Work instructions: Copy all of the rows below word for word, leaving out the picture.

==============================

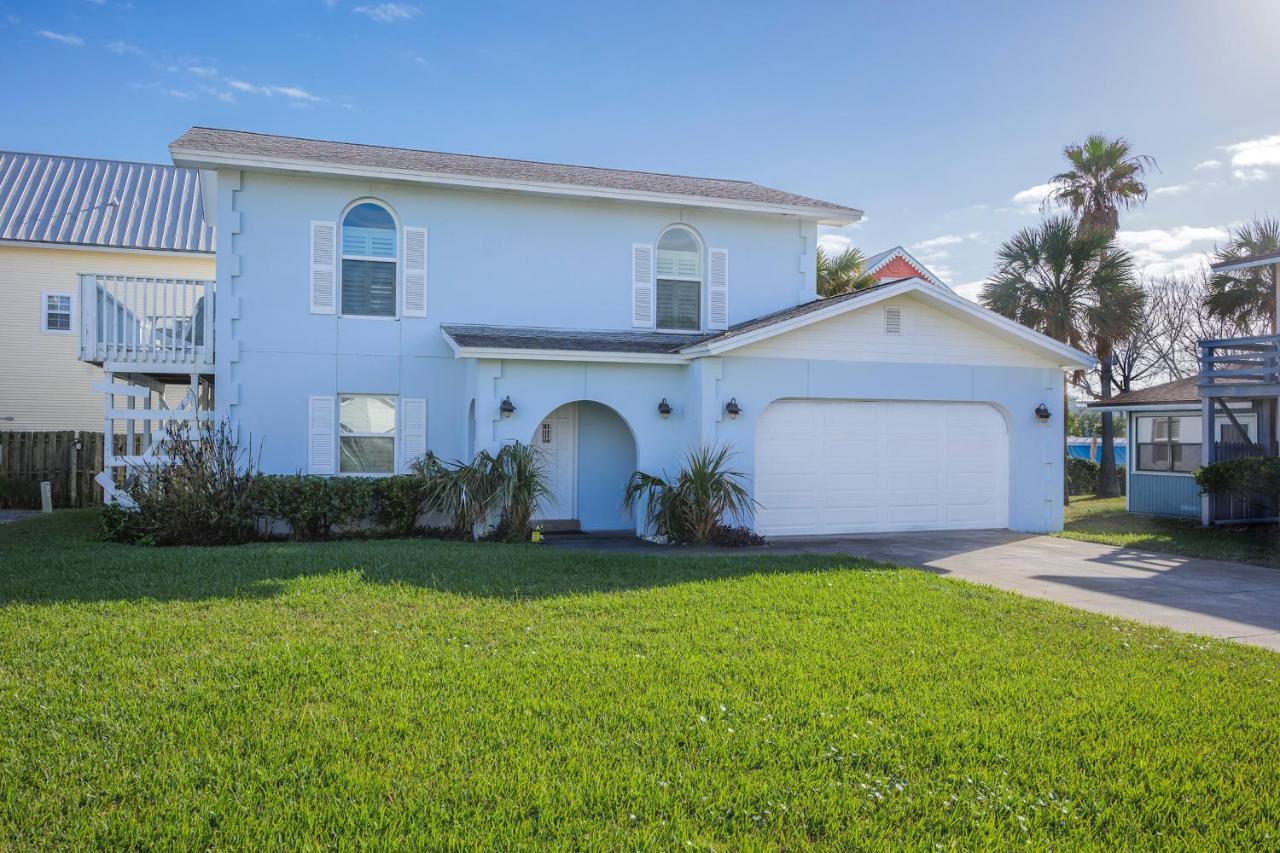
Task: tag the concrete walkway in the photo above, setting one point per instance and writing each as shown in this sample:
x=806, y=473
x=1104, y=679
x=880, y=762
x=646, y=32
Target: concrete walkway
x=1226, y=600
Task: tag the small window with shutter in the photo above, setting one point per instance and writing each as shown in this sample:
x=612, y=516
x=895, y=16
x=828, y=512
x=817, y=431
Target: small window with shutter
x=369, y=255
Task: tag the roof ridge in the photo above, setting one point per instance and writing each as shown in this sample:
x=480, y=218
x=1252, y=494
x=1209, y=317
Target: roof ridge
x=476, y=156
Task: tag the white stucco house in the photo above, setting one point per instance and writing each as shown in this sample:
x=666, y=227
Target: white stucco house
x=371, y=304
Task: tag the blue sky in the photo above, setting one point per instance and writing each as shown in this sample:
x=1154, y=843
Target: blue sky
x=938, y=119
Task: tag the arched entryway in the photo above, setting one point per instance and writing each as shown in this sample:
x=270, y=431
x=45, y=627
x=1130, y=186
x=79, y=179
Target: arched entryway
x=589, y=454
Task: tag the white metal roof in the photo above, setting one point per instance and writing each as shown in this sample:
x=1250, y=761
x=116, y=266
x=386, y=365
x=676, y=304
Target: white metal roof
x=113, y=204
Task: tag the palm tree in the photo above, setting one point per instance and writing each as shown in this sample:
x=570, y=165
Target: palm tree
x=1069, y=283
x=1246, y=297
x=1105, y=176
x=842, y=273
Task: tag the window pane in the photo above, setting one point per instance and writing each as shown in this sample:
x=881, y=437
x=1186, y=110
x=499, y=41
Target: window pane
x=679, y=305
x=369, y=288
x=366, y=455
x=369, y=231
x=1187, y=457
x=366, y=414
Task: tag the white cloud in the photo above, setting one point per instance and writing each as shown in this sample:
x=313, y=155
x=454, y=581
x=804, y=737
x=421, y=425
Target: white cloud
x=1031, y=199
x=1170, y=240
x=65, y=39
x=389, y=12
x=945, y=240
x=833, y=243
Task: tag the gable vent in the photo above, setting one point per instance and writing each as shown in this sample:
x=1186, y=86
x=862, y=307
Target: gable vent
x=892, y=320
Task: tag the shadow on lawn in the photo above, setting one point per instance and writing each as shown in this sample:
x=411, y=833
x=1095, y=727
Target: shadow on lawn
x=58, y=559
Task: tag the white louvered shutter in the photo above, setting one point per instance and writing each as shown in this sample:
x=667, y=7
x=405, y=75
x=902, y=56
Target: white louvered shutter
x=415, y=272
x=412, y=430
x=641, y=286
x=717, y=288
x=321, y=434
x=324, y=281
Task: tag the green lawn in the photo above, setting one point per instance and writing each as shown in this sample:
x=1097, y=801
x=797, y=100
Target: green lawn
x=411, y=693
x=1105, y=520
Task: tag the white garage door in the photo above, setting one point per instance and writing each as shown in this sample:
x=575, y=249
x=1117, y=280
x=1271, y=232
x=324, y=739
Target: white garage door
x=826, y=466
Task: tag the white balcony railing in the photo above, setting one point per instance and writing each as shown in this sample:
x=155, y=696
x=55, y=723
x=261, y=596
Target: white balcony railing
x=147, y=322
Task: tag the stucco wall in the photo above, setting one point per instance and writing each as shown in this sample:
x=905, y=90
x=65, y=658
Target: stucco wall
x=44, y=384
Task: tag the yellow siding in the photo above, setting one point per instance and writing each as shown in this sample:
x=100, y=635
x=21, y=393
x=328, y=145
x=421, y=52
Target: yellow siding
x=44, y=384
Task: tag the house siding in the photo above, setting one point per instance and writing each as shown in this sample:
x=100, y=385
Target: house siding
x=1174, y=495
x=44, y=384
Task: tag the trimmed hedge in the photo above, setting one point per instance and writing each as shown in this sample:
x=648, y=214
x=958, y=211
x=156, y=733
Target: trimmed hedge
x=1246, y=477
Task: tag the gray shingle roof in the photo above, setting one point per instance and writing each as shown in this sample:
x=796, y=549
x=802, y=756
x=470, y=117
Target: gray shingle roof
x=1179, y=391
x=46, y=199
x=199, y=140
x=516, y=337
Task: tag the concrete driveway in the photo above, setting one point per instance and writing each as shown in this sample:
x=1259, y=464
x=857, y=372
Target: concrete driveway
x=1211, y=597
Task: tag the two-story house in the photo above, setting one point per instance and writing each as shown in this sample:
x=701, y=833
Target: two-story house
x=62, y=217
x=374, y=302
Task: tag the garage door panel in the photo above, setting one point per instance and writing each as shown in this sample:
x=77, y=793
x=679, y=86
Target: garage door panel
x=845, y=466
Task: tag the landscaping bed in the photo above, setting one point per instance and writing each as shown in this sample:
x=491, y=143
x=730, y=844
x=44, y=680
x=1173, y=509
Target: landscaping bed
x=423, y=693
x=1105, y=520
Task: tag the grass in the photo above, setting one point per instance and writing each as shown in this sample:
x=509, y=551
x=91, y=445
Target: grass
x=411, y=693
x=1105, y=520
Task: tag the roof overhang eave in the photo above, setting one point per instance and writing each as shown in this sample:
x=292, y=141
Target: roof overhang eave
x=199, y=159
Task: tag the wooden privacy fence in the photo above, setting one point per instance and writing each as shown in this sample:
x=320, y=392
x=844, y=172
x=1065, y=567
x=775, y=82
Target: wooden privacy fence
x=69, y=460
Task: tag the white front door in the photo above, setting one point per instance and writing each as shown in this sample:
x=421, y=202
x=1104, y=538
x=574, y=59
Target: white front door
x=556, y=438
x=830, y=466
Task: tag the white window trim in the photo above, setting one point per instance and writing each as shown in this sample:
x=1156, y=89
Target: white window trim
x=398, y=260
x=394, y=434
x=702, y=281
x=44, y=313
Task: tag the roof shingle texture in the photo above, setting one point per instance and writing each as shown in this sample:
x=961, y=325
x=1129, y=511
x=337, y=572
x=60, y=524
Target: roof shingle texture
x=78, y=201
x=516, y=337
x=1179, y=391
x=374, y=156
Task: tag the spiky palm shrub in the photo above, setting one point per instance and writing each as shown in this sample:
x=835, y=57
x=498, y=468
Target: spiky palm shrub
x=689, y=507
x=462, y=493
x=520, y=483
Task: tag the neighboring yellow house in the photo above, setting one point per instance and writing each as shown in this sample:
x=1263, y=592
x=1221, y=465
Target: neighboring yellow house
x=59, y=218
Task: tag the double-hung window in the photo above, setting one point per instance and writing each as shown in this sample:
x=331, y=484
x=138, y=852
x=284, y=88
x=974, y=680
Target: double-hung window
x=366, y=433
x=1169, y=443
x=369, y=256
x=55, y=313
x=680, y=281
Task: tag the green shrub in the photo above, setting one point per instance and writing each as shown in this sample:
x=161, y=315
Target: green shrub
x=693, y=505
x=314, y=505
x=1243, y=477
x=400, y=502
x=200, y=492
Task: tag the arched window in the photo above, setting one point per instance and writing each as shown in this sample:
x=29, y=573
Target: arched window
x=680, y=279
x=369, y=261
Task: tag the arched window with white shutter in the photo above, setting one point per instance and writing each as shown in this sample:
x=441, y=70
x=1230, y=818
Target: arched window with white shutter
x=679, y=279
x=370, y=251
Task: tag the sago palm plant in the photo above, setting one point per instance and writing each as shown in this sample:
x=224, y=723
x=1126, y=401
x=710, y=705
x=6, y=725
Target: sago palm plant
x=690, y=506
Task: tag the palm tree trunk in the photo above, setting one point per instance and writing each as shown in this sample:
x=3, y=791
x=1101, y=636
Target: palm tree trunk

==============================

Solved problem:
Task: tag the concrete walkway in the photo above, setting one point per instance and writing each as shown in this sample:
x=806, y=473
x=1104, y=679
x=880, y=762
x=646, y=32
Target: concrete walkway
x=1226, y=600
Task: tag the small window with shutter in the photo above, setting one point per instance and writing each as shown in this sample:
x=612, y=516
x=895, y=16
x=828, y=512
x=817, y=431
Target: small window with shutter
x=369, y=255
Task: tag the roof ridge in the photo above, setting one point per instance and writing each as shown in this sample:
x=480, y=218
x=1252, y=494
x=1209, y=317
Target: roof ridge
x=476, y=156
Task: tag the white stucco house in the photo above, setting one point per instance and writing each as shown in this sample:
x=666, y=227
Target: white stucco house
x=371, y=304
Task: tag the blue sky in the photo above, setting one point per instance and writing each as shown in this sample:
x=1154, y=843
Target: blue sky
x=938, y=119
Task: tag the arched entryway in the photo above, setting one point per instance and writing each as shown in this sample:
x=270, y=431
x=45, y=627
x=1130, y=186
x=79, y=179
Target: arched entryway
x=589, y=454
Task: tag the white metal roof in the photo above, setting one point per instance and writing each as shown in this sample:
x=1250, y=761
x=116, y=266
x=386, y=365
x=676, y=304
Target: white metal roof
x=113, y=204
Task: tag the palm tree in the photo above, setting one point per instance and writing each as shown in this sample:
x=570, y=165
Target: palm tree
x=1069, y=283
x=1246, y=297
x=1105, y=176
x=842, y=273
Task: tag the window pane in the photo above, setting one point per instance and writing each as shown in this sample:
x=881, y=437
x=1186, y=110
x=499, y=41
Target: window pane
x=679, y=305
x=369, y=288
x=366, y=455
x=369, y=231
x=1187, y=457
x=366, y=414
Task: tag the white cloud in the photo above, setting one point per instance and writing each as shown in this sample:
x=313, y=155
x=454, y=581
x=804, y=737
x=421, y=425
Target: white cloud
x=1031, y=199
x=1170, y=240
x=65, y=39
x=389, y=12
x=945, y=240
x=833, y=243
Task: tag the gable vent in the photo above, setting one point per instance and writing each as shown in this sample:
x=1186, y=86
x=862, y=307
Target: gable vent
x=892, y=320
Task: tag the shadow on lawn in the photo above, setting one point per instance and writing each as shown in this sample:
x=411, y=833
x=1095, y=727
Target: shadow on lawn
x=58, y=559
Task: tag the white louvered shutter in the photo above, setting one point per instance and writing each as shown in this sample:
x=667, y=7
x=405, y=75
x=902, y=56
Target: white louvered shutter
x=415, y=272
x=412, y=430
x=641, y=286
x=717, y=288
x=321, y=434
x=324, y=281
Task: tag the green lawn in the photo above, setting one point per instance and writing each as shown in this sample:
x=1097, y=801
x=797, y=100
Target: green lawn
x=411, y=693
x=1105, y=520
Task: tag the white garage door in the photo above, setting one point per instance and writing each as shown in this sample:
x=575, y=249
x=1117, y=280
x=1271, y=232
x=324, y=739
Target: white garage door
x=826, y=466
Task: tag the white balcony railing in the photo above, setting one point per instance and writing each as shown in this sample:
x=155, y=696
x=55, y=723
x=261, y=596
Target: white balcony railing
x=147, y=322
Task: tag the stucco wall in the photo above, setting one point per instance and writing each as shown in this sample:
x=905, y=90
x=65, y=658
Target: stucco wall
x=44, y=384
Task: tag the yellow siding in the photo above, setting one point per instance and writing each as shown in this sample:
x=100, y=635
x=21, y=393
x=328, y=145
x=421, y=52
Target: yellow siding
x=44, y=384
Task: tag the house siding in the photo above, setting one point per instance and writing each as shown in this sample:
x=100, y=385
Target: house siding
x=1174, y=495
x=44, y=384
Task: tag the trimmed hedge in the photo above, setting one point per instance and writing each as shown in this sample:
x=648, y=214
x=958, y=211
x=156, y=733
Target: trimmed hedge
x=1246, y=477
Task: tag the gray shingle roof in the photo above, setting one point per instance and writing each as shown in this sample:
x=796, y=549
x=802, y=756
x=470, y=117
Target: gray shingle roof
x=1179, y=391
x=46, y=199
x=199, y=140
x=516, y=337
Task: tag the concrete driveway in the photo above, setting one point per instance and writing each as shown in this sample:
x=1259, y=464
x=857, y=372
Target: concrete driveway
x=1211, y=597
Task: tag the two-story house in the photo above, setting one point per instance and writing each as shown in this sample:
x=701, y=833
Target: two-story house
x=62, y=217
x=374, y=302
Task: tag the garage door panel in the photo above, setting one point per instance and writing each as shown in this sample:
x=77, y=793
x=679, y=86
Target: garage door panel
x=845, y=466
Task: tag the landscaping bed in the photo above, setting one point per instance and writing each as shown in this sample:
x=491, y=143
x=730, y=844
x=44, y=680
x=1173, y=509
Target: landscaping bed
x=423, y=693
x=1105, y=520
Task: tag the grass in the photo above, setting one point per instance and writing each as shown in this sample:
x=509, y=551
x=91, y=445
Target: grass
x=411, y=693
x=1105, y=520
Task: tag the roof overhang eave in the photo above, setting one point per instance and writing each as shown in this sample:
x=292, y=141
Target: roof overhang eave
x=199, y=159
Task: tag the wooden privacy fence in the photo above, setting one point per instance and writing each as shown in this sample:
x=320, y=392
x=844, y=172
x=1065, y=567
x=775, y=82
Target: wooden privacy fence
x=69, y=460
Task: tag the white front door in the photo above, setting one point per instance and writing each as shown in this sample:
x=421, y=202
x=1104, y=538
x=574, y=59
Target: white front door
x=556, y=438
x=830, y=466
Task: tag the white window trim in the photo above, setting one point per instance and writing each as shown in this sample:
x=1156, y=89
Target: white window trim
x=398, y=260
x=394, y=434
x=702, y=281
x=44, y=313
Task: tag the roof shingle texture in the photo above, setting one point per instance and writing each as shown in this sample:
x=961, y=325
x=1129, y=511
x=337, y=572
x=60, y=524
Target: roof shingle texture
x=78, y=201
x=516, y=337
x=1179, y=391
x=374, y=156
Task: tag the spiky palm shrub in the photo above, setting one point per instance and writing each as shown in this sample:
x=835, y=57
x=498, y=468
Target: spiky palm shrub
x=689, y=507
x=462, y=493
x=520, y=483
Task: tag the neighboring yellow house in the photo above, setting one point per instance and writing each as shown in this sample:
x=1263, y=592
x=1221, y=465
Target: neighboring yellow house
x=59, y=218
Task: tag the double-hung window in the photo above, setting one point per instance and writing each as shown in this sample:
x=331, y=484
x=138, y=852
x=284, y=88
x=974, y=680
Target: double-hung window
x=366, y=433
x=1169, y=443
x=369, y=256
x=55, y=313
x=680, y=281
Task: tag the green shrub in the photo above, setting one point per instance and writing each as shown in this sample:
x=161, y=315
Target: green shrub
x=693, y=505
x=314, y=505
x=1243, y=477
x=400, y=502
x=200, y=492
Task: tag the arched window in the photo above, setting one point per instance and writing each as shown in this sample:
x=29, y=573
Target: arched window
x=680, y=279
x=369, y=261
Task: tag the arched window with white shutter in the photo above, setting one point per instance and writing each as shown in this sample:
x=441, y=70
x=1230, y=818
Target: arched window with white shutter
x=679, y=279
x=370, y=251
Task: tag the sago palm plant in the photo above, setting one point per instance and writing each as shown in this sample:
x=224, y=723
x=1126, y=401
x=710, y=705
x=6, y=725
Target: sago palm plant
x=690, y=506
Task: tag the palm tree trunk in the photo above, setting one point per instance and writing each as shown in this sample:
x=3, y=791
x=1101, y=636
Target: palm tree trunk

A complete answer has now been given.